## Stated task
Recast every line of the records below as a numbered list, dropping blank lines and leaving the pictures out.

## Listing
━━━━━━━━━━━━━━━━━━━━━━━━━━━━━━
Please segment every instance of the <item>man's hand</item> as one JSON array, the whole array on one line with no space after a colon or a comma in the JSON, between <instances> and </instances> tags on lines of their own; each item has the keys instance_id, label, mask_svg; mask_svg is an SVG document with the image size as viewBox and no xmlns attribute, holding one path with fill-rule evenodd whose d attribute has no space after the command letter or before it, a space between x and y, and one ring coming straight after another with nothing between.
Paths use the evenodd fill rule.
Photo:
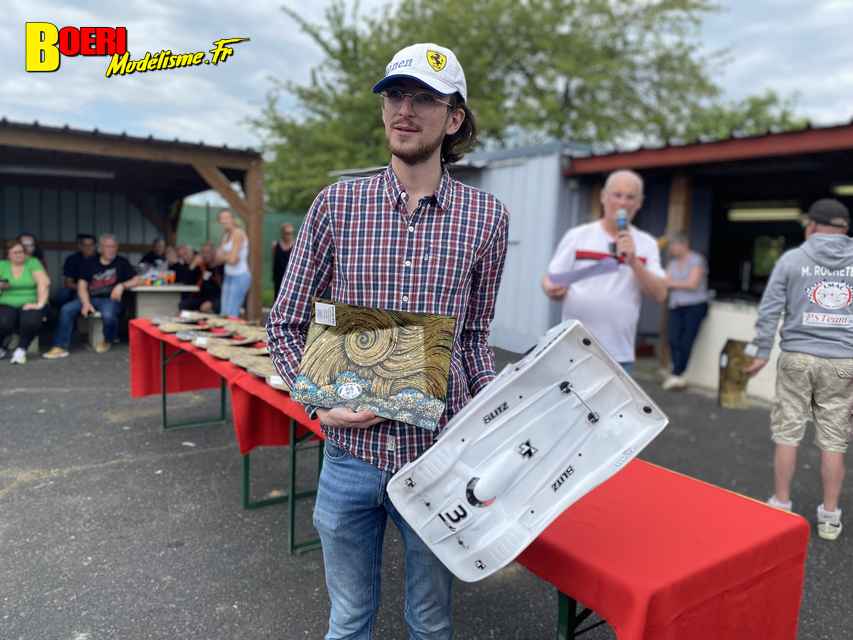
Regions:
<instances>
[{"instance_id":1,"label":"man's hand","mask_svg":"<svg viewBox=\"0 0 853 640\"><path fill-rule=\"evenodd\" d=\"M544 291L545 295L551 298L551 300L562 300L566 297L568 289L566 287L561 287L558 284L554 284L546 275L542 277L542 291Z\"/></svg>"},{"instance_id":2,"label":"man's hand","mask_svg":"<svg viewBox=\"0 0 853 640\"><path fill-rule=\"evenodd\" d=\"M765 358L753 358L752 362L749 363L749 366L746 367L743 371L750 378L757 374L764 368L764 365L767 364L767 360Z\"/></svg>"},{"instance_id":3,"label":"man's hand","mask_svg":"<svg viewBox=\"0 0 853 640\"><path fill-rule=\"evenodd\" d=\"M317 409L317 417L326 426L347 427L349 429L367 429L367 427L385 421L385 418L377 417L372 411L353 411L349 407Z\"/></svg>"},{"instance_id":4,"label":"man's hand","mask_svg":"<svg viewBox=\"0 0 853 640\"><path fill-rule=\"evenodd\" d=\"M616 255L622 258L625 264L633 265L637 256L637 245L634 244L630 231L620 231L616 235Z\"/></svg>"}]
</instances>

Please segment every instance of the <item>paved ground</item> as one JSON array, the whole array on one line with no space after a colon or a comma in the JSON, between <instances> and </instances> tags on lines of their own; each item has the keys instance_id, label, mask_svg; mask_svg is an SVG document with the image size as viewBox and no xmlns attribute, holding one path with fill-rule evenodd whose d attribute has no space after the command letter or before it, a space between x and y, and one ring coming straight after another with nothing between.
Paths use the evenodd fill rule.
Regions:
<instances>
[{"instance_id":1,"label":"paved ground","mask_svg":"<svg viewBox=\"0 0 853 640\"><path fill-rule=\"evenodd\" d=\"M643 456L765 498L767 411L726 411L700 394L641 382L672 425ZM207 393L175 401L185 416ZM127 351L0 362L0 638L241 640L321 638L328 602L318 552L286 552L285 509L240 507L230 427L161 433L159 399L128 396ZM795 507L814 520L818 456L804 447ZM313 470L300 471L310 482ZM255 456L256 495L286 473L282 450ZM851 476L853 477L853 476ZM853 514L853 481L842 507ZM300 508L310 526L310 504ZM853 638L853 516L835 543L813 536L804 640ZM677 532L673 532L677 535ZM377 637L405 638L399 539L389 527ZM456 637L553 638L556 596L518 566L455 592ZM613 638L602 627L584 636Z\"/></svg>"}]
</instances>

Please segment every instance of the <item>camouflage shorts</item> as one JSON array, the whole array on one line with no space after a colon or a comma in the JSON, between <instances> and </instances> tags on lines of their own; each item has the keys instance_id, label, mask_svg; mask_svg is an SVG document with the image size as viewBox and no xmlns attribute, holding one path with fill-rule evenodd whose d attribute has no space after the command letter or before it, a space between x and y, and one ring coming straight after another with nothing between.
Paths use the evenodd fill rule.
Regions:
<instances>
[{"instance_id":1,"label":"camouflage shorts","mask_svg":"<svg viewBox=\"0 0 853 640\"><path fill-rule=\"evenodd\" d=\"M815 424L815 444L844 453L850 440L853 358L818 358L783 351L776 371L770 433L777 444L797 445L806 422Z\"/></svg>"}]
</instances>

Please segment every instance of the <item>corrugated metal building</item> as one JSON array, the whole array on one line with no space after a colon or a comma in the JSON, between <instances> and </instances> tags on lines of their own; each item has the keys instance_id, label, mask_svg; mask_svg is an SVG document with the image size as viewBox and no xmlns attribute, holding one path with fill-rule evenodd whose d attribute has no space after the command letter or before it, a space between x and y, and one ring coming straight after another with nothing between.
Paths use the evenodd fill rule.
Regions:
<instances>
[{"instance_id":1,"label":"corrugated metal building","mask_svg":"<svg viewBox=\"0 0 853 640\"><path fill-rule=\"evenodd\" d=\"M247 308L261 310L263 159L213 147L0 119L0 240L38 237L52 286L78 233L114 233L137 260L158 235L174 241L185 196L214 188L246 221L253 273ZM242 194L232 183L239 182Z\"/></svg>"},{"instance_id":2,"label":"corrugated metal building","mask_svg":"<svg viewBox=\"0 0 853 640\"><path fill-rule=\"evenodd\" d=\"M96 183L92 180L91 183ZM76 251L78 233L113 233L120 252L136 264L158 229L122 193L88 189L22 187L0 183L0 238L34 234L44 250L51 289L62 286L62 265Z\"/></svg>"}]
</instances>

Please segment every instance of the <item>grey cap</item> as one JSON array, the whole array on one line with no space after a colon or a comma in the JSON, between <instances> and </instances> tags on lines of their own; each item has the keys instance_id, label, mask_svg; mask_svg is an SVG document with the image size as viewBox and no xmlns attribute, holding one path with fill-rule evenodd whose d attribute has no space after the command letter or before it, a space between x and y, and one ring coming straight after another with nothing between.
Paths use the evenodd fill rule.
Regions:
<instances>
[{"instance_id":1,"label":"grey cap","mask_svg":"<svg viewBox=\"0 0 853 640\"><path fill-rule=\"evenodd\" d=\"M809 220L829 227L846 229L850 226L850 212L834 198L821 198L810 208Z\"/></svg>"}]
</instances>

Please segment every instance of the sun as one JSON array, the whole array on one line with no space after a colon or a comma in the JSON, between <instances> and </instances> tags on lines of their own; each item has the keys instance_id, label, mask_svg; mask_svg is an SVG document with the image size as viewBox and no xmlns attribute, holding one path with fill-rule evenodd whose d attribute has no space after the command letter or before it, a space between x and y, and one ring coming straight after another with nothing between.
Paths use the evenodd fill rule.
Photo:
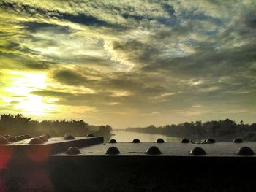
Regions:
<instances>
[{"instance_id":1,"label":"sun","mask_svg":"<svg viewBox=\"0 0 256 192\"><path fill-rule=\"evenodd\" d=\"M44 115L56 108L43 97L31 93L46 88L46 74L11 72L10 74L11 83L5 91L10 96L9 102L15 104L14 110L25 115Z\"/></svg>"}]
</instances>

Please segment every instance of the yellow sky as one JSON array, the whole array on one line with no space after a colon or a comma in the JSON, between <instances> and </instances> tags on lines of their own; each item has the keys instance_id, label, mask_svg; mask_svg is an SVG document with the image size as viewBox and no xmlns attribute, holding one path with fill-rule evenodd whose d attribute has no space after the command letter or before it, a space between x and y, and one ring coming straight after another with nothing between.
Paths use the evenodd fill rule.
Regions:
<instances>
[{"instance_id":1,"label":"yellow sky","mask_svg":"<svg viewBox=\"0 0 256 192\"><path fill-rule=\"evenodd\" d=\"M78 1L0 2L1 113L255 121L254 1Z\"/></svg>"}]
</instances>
━━━━━━━━━━━━━━━━━━━━━━━━━━━━━━
## Result of this task
1. Please segment every instance of the <item>man's hand</item> as one JSON array, the whole array on one line with no space after a colon or a comma in the JSON, between <instances> and </instances> tags on lines of their own; each item has the keys instance_id, label, mask_svg; mask_svg is an SVG document with the image size as viewBox and no xmlns attribute, holding one path with fill-rule evenodd whose d attribute has no space after the command letter or before it, a space between x and y, and one ring coming straight after another with nothing between.
2. Paths use the evenodd fill rule.
3. Photo:
4. Regions:
5. <instances>
6. [{"instance_id":1,"label":"man's hand","mask_svg":"<svg viewBox=\"0 0 853 640\"><path fill-rule=\"evenodd\" d=\"M544 291L545 295L551 298L551 300L562 300L566 297L568 289L566 287L561 287L558 284L554 284L546 275L542 277L542 291Z\"/></svg>"},{"instance_id":2,"label":"man's hand","mask_svg":"<svg viewBox=\"0 0 853 640\"><path fill-rule=\"evenodd\" d=\"M765 358L753 358L752 362L749 363L749 366L746 367L743 371L750 378L757 374L764 368L764 365L767 364L767 360Z\"/></svg>"},{"instance_id":3,"label":"man's hand","mask_svg":"<svg viewBox=\"0 0 853 640\"><path fill-rule=\"evenodd\" d=\"M317 409L317 417L326 426L347 427L349 429L367 429L367 427L385 421L385 418L377 417L372 411L353 411L349 407Z\"/></svg>"},{"instance_id":4,"label":"man's hand","mask_svg":"<svg viewBox=\"0 0 853 640\"><path fill-rule=\"evenodd\" d=\"M616 255L622 258L625 264L633 265L637 256L637 245L634 244L630 231L620 231L616 235Z\"/></svg>"}]
7. </instances>
8. Please segment every instance of the <item>paved ground</item> as one JSON array, the whole array on one line with no space after a colon or a comma in the JSON, between <instances> and </instances> tags on lines of their own; each item has the keys instance_id, label, mask_svg; mask_svg is an SVG document with the image size as viewBox and no xmlns attribute, holding one path with fill-rule evenodd whose d attribute has no space after the command letter or before it, a space between x and y, and one ring coming straight after another with nothing between.
9. Paths use the evenodd fill rule.
10. Regions:
11. <instances>
12. [{"instance_id":1,"label":"paved ground","mask_svg":"<svg viewBox=\"0 0 853 640\"><path fill-rule=\"evenodd\" d=\"M643 456L765 498L767 411L726 411L700 394L641 382L672 425ZM207 393L175 401L185 416ZM127 351L0 362L0 638L241 640L321 638L328 602L318 552L286 552L285 509L240 507L230 427L161 433L159 399L128 396ZM795 507L814 520L818 456L804 447ZM313 470L300 471L310 482ZM255 456L256 495L286 473L282 450ZM851 476L853 477L853 476ZM853 514L853 481L842 507ZM300 508L310 526L310 504ZM853 638L853 516L835 543L813 536L804 640ZM677 532L673 532L677 535ZM377 637L405 638L399 539L389 527ZM456 637L553 638L556 596L518 566L455 592ZM613 638L602 627L584 636Z\"/></svg>"}]
13. </instances>
14. Please segment every instance of the <item>camouflage shorts</item> as one JSON array, the whole array on one line with no space after a colon or a comma in the JSON, between <instances> and </instances> tags on lines of their own; each item has the keys instance_id, label, mask_svg; mask_svg is an SVG document with the image size as viewBox and no xmlns attribute, holding one path with fill-rule evenodd whose d attribute has no space after the command letter or before it, a space between x and y, and one ring coming straight after another with nothing between.
15. Paths use the evenodd fill rule.
16. Regions:
17. <instances>
18. [{"instance_id":1,"label":"camouflage shorts","mask_svg":"<svg viewBox=\"0 0 853 640\"><path fill-rule=\"evenodd\" d=\"M815 424L815 444L844 453L850 440L853 358L818 358L783 351L776 371L770 433L777 444L797 445L806 422Z\"/></svg>"}]
19. </instances>
20. Please segment every instance of the <item>corrugated metal building</item> as one JSON array, the whole array on one line with no space after a colon or a comma in the JSON, between <instances> and </instances> tags on lines of their own; each item has the keys instance_id, label, mask_svg; mask_svg is an SVG document with the image size as viewBox and no xmlns attribute, holding one path with fill-rule evenodd whose d attribute has no space after the command letter or before it, a space between x and y, and one ring coming straight after another with nothing between.
21. Paths use the evenodd fill rule.
22. Regions:
23. <instances>
24. [{"instance_id":1,"label":"corrugated metal building","mask_svg":"<svg viewBox=\"0 0 853 640\"><path fill-rule=\"evenodd\" d=\"M247 308L261 310L263 159L213 147L0 119L0 240L38 237L52 286L78 233L114 233L137 260L158 235L174 241L185 196L214 188L246 221L253 273ZM242 194L232 183L239 182Z\"/></svg>"},{"instance_id":2,"label":"corrugated metal building","mask_svg":"<svg viewBox=\"0 0 853 640\"><path fill-rule=\"evenodd\" d=\"M96 183L92 180L91 183ZM76 251L78 233L113 233L120 252L136 264L158 229L122 193L88 189L22 187L0 183L0 238L34 234L44 250L51 289L62 286L62 265Z\"/></svg>"}]
25. </instances>
26. Please segment every instance of the <item>grey cap</item> as one JSON array, the whole array on one line with no space after a colon or a comma in the JSON, between <instances> and </instances> tags on lines of their own; each item has the keys instance_id, label, mask_svg; mask_svg is an SVG document with the image size as viewBox and no xmlns attribute, holding one path with fill-rule evenodd whose d attribute has no space after the command letter or before it, a space between x and y, and one ring coming straight after another with nothing between.
27. Paths use the evenodd fill rule.
28. Regions:
29. <instances>
30. [{"instance_id":1,"label":"grey cap","mask_svg":"<svg viewBox=\"0 0 853 640\"><path fill-rule=\"evenodd\" d=\"M809 220L829 227L846 229L850 226L850 212L834 198L821 198L810 208Z\"/></svg>"}]
31. </instances>
32. Please segment every instance of the sun as one JSON array, the whole array on one line with no space after a colon or a comma in the JSON, between <instances> and </instances> tags on lines of their own; each item has the keys instance_id, label, mask_svg; mask_svg is an SVG document with the image size as viewBox and no xmlns attribute, holding one path with fill-rule evenodd whose d attribute has no space after the command letter or before it, a space between x and y, and one ring coming straight after another with nothing between.
33. Paths use the evenodd fill rule.
34. Photo:
35. Regions:
36. <instances>
37. [{"instance_id":1,"label":"sun","mask_svg":"<svg viewBox=\"0 0 256 192\"><path fill-rule=\"evenodd\" d=\"M44 115L56 108L43 97L31 93L46 88L46 74L11 72L10 74L11 83L5 91L10 96L9 102L15 104L14 110L25 115Z\"/></svg>"}]
38. </instances>
39. Please segment every instance of the yellow sky as one JSON array, the whole array on one line with no space after a colon or a comma in the JSON, between <instances> and </instances> tags on lines of their own; each item has the keys instance_id, label, mask_svg; mask_svg is an SVG document with the image size as viewBox and no xmlns attribute, holding one path with fill-rule evenodd whose d attribute has no space after the command letter or before it, a space between x and y, and one ring coming straight after another with nothing between.
40. Paths use the evenodd fill rule.
41. Regions:
42. <instances>
43. [{"instance_id":1,"label":"yellow sky","mask_svg":"<svg viewBox=\"0 0 256 192\"><path fill-rule=\"evenodd\" d=\"M78 1L0 2L1 113L255 121L254 1Z\"/></svg>"}]
44. </instances>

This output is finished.